**GIVEN TEXT:**
## start
Jan Camenisch: Cryptography for People

Jan Camenisch is a Principal Research Staff Member at IBM Research - Zurich. He has received his Ph.D. from ETH Zurich in 1998. Research Assistant Professor in Computer Science at the University of Aarhus, Denmark from 1998-99. Since 1999, Dr. Camenisch has been a Research Staff Member at the IBM Zurich Research Laboratory. He published over 130 refereed papers in this area, was a chair of a few and a member of numerous scientific program committees, and currently holds about 120 patents. Jan is an IEEE and an IACR Fellow and has received several awards for this work on privacy-enhancing technologies including the 2013 IEEE Computer Society Technical Award and the 2010 ACM SIGSAC Outstanding Innovation Award. His interests include cryptographic protocols, in particular those supporting privacy and anonymity, and practical secure distributed computation.

Abstract. With the increasing use of digital media for our daily tasks, our privacy is eroding at a fast pace. In this talk we are argue that this is not only a privacy issue but as well a security problem. We show that lots of technologies exist that would protect our data well if only they were used. We give a couple of examples of such technologies and explain them. We finally discuss research and other challenges that still need to be overcome to a realise a more secure and privacy-preserving digital world.
## end
**PROVIDED MATERIAL:**
## start
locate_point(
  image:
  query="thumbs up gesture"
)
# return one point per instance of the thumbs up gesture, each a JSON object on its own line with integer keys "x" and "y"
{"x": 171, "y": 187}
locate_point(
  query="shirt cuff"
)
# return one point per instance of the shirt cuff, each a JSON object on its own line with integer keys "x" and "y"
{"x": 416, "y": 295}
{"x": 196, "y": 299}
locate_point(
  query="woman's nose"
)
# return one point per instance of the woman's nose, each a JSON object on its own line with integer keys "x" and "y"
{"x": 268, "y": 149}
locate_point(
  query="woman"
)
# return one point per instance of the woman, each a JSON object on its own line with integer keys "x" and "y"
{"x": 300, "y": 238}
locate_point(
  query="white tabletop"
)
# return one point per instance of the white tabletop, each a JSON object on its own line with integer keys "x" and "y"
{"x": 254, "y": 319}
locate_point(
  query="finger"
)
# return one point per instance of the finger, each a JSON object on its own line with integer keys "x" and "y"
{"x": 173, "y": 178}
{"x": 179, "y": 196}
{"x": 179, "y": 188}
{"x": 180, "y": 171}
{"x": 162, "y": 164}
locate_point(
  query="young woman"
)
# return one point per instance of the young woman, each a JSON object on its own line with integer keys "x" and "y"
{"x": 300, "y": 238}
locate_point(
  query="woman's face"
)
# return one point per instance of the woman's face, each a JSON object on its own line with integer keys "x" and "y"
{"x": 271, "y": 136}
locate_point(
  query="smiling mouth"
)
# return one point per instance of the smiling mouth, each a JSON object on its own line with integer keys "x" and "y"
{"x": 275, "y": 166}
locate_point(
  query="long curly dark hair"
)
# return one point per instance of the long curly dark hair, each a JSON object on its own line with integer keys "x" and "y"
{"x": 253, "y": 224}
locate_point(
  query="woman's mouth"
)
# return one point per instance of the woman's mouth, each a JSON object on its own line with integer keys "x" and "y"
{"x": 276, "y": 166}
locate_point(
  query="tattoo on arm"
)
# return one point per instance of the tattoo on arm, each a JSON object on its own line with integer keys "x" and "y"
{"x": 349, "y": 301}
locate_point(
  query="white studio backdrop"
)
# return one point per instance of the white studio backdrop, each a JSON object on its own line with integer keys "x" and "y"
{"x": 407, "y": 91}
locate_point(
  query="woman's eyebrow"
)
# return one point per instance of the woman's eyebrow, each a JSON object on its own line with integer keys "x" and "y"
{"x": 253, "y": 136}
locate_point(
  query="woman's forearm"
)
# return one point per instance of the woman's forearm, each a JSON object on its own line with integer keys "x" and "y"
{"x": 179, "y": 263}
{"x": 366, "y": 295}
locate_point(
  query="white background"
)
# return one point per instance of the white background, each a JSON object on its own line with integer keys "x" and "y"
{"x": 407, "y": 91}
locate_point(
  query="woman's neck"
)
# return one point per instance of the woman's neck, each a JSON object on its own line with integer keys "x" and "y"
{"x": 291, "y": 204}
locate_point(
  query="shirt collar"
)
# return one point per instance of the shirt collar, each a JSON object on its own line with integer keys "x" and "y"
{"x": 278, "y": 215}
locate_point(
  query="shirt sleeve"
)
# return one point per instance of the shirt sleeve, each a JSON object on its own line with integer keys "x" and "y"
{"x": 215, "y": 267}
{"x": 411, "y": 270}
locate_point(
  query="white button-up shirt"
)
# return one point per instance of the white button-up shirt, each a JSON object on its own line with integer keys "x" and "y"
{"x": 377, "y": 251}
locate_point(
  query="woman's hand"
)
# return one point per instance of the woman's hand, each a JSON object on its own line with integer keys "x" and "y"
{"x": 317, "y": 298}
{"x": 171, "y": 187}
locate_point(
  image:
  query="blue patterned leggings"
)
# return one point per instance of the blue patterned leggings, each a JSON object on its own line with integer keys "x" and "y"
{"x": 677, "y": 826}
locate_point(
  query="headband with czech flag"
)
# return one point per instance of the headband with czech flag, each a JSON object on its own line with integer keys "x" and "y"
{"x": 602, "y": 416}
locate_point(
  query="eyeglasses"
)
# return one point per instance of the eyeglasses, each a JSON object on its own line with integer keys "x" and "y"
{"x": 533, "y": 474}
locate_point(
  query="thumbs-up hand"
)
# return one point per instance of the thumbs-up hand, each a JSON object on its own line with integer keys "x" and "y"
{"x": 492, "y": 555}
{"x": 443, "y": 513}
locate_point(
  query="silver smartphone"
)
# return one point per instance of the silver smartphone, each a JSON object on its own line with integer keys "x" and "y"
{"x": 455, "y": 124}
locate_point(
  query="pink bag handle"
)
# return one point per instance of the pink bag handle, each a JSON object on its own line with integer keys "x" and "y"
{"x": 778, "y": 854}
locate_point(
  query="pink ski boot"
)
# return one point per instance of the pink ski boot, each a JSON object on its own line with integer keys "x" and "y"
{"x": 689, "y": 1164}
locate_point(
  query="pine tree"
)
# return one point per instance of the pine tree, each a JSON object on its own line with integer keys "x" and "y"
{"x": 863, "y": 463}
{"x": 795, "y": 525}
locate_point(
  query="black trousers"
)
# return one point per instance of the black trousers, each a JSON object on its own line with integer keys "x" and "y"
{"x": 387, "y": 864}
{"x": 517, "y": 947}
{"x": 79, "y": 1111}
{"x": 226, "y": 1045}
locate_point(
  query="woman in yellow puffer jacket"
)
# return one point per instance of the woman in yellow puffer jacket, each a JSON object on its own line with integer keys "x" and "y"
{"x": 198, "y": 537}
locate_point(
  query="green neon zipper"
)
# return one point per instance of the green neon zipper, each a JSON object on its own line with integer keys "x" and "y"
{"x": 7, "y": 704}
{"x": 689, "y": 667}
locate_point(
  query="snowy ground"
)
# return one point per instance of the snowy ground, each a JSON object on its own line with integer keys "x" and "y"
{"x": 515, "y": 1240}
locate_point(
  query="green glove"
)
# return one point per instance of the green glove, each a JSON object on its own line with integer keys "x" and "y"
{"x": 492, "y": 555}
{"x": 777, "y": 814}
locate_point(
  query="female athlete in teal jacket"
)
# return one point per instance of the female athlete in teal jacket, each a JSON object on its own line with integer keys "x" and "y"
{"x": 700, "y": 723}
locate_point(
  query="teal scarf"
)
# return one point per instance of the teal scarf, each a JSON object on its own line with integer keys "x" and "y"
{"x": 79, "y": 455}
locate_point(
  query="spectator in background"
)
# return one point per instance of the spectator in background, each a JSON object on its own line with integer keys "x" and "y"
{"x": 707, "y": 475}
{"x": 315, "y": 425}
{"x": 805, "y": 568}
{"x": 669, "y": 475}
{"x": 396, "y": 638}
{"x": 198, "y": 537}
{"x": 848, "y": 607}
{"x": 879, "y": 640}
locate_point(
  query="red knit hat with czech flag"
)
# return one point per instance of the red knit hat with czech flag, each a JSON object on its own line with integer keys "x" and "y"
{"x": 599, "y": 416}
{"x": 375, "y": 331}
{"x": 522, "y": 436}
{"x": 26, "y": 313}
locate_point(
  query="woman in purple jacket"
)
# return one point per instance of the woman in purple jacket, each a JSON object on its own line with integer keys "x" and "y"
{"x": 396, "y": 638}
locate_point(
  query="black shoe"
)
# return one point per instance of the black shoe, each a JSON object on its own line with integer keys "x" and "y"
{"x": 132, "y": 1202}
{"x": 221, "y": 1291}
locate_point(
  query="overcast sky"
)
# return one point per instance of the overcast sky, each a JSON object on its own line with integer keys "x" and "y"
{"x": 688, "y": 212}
## end
According to the profile of Jan Camenisch, at which university was he a Research Assistant Professor in Computer Science from 1998 to 1999?

The University of Aarhus, Denmark.